*DIRECTIONS*.
a - Who does the thread on hashing short fixed-length messages name as the writer of a post or of a quoted message?
b - In the thread on hashing short fixed-length messages, take the passage from "This was not" up to and including "the input block).", put "octets" everywhere "bytes" appears, and write out the result.

*QUOTED TEXT*.
━━━━━━━━
Hashing of short fixed length messages [Cryptography]

Prev: JSH: Why being right isn't enough
Next: Double encryption method

From: Maaartin on 15 Jun 2010 02:07

On Jun 14, 8:47 am, Francois Grieu <fgr...(a)gmail.com> wrote:
> I think these can be proven rigorously under the random oracle model.

Your proof looks simple, but I need some time for it...

On Jun 14, 12:24 pm, Mok-Kong Shen <mok-kong.s...(a)t-online.de> wrote:
> Maaartin wrote:
> > I wonder if there's a more efficient way to compute a hash when I
> > know, that all messages are of given length, say 16 bytes.[snip]
>
> Certainly I don't understand your goal. Normally one hashes something
> to something shorter. You have very short length to start with. To how
> many bytes you want to hash or do you want a bijective mapping (in
> which case any established block cipher would naturally provide such a
> one but there might be other possibilities, I suppose)?

The input is a secret key used to encrypt some data. From the key I
need to obtain something usable as an id for the data. That's why I
only need the fixed sized input and why I'm only interested in first
preimage resistance.

On Jun 14, 1:47 pm, Tom St Denis <t...(a)iahu.ca> wrote:
> > For whatever reason I assumed it was 16 bytes, even while I was
> > looking at the source working with 16 ints. What I said obviously
> > can't apply to 16 bytes inputs.
>
> MD2 works on 16 byte blocks iirc.

This was not what confused me. I really don't know how did I get it
wrong, but it happens again and again.

> MD5 has no expansion btw. It works on blocks of 64 bytes [16 32-bit
> words] where it just permutes the selection of words for each round.
> You actually have 55 bytes of useful payload before MD5 requires a 2nd
> block.

Agreed (1 byte 0x80 and 8 bytes length eats from the input block).

> You can also optimize MD5 quite a bit if you have fixed size inputs
> [specially so small]. 10 out of the 16 reads from the traditional W[]
> array [array of words for the block] are zero, so you can remove them
> (and their related ops in the code). You also know the final padding
> block so you don't need to compute/store/etc it. You also don't need
> to present a traditional hash interface (init/process/done) since the
> message is fixed length, so there is no overhead in gathering bytes
> and/or double buffering, etc.
>
> I wouldn't be surprised if a dedicated 16-byte version of MD5 ran
> considerably faster than your standard off the shelf MD5 code.

The nice thing is I can verify the result easily. The bad thing is
that it eliminates quite a few instructions but not much cycles on a
superscalar processor.

> But back to the AES route ...
>
> H(x) = k ^ aes(x, k)
>
> Where 'x' is the key and k is some fixed value is actually what these
> class of hashes are (sha1, md5, etc...). You can create a generic
> hash by saying
>
> S_{-1} = some_known_value
> S_{i} = S_{i-1} xor AES(M_i, S_{i-1})
>
> Where you MD pad M appropriately (e.g. 1 bit followed by enough bits
> to get block + length encoded).
━━━━━━━━
*DATASET*.
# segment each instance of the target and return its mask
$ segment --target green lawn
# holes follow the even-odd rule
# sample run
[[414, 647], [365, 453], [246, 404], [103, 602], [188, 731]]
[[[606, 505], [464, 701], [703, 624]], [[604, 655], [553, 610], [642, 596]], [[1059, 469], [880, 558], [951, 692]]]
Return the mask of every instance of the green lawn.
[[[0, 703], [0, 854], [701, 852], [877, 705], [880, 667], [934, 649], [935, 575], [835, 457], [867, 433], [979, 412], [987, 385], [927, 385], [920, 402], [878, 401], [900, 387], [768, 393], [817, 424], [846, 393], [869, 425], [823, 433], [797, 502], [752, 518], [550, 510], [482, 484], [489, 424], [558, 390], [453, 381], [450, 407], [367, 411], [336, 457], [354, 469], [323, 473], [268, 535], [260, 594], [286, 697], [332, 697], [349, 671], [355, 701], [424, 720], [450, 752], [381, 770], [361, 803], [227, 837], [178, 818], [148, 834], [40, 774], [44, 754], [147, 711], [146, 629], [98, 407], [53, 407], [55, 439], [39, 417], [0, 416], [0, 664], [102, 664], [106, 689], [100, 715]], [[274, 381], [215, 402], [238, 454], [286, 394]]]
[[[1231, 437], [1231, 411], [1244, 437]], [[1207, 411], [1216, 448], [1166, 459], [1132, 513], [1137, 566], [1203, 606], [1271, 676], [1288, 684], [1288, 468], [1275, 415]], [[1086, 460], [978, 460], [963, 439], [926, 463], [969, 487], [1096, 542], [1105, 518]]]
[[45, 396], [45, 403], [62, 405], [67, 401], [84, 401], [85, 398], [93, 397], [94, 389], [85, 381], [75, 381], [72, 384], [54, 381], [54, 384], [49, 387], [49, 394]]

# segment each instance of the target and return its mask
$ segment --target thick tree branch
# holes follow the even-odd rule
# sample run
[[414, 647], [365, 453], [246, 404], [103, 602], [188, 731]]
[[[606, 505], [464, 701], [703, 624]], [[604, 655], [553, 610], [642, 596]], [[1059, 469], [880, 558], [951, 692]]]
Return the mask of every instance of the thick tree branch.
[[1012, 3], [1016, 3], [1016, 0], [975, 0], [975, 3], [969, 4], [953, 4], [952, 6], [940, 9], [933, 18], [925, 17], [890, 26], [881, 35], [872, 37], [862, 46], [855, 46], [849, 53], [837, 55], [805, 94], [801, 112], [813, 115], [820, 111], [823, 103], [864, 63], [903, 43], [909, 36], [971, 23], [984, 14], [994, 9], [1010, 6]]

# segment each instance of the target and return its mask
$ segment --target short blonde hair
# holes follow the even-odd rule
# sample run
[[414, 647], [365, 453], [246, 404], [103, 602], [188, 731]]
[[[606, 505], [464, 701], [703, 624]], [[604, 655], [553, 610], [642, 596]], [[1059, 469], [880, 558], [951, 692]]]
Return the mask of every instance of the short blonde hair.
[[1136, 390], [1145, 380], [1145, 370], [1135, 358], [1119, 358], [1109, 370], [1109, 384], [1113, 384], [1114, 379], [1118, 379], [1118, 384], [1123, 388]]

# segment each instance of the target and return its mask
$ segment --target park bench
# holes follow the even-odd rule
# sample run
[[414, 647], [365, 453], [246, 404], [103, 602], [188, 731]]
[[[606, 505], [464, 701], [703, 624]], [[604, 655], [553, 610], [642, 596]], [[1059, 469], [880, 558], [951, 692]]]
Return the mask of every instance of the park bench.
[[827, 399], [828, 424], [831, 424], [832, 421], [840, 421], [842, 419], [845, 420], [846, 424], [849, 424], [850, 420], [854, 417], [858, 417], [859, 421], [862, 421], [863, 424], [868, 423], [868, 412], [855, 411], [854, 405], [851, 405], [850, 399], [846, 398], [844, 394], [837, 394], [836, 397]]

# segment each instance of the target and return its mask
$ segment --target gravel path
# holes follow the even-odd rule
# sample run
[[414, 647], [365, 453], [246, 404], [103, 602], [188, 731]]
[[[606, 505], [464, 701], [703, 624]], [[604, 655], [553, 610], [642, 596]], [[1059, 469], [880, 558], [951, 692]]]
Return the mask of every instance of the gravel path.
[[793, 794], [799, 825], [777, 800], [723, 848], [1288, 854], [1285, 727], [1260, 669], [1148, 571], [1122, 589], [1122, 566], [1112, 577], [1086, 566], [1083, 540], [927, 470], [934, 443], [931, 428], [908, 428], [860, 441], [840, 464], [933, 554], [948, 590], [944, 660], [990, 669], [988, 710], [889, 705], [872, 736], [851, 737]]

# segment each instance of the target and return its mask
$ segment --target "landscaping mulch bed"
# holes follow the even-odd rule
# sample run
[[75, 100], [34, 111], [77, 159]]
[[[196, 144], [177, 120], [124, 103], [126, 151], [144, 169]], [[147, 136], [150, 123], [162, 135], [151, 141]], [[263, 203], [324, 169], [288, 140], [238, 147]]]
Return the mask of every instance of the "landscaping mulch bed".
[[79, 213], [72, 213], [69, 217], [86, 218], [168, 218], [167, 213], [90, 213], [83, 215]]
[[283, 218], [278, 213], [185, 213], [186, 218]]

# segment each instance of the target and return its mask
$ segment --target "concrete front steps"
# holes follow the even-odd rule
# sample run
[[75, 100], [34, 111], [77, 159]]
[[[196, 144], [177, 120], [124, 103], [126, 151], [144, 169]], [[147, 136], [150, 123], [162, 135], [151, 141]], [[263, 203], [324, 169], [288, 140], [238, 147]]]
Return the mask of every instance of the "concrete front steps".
━━━━━━━━
*ANSWERS FOR THIS EXERCISE*.
a - Maaartin, Francois Grieu, Mok-Kong Shen, Tom St Denis

b -
This was not what confused me. I really don't know how did I get it
wrong, but it happens again and again.

> MD5 has no expansion btw. It works on blocks of 64 octets [16 32-bit
> words] where it just permutes the selection of words for each round.
> You actually have 55 octets of useful payload before MD5 requires a 2nd
> block.

Agreed (1 byte 0x80 and 8 octets length eats from the input block).